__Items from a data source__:
----

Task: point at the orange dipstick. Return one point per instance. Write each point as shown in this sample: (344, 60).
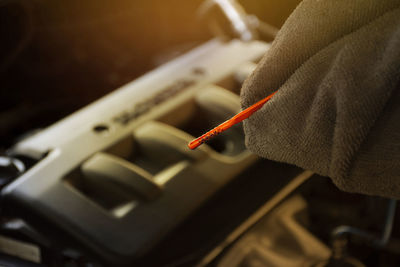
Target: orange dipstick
(229, 123)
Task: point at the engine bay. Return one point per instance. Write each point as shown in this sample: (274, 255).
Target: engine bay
(114, 184)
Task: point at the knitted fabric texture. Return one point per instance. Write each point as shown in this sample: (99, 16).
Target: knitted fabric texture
(336, 66)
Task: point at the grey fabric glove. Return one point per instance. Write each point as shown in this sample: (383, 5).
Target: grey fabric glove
(336, 66)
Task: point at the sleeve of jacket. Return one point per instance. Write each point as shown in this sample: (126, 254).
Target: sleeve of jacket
(336, 66)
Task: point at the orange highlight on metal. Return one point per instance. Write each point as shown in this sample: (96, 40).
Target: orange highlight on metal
(229, 123)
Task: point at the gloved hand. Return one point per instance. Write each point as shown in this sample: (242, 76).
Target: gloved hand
(336, 66)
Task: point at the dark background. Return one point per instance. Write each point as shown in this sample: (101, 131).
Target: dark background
(58, 56)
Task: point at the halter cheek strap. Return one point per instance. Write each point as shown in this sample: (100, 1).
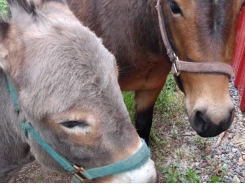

----

__Task instructions__:
Count the lines of the entries above in which the string "shown" appears. Supply the number only.

__Result of this exercise__:
9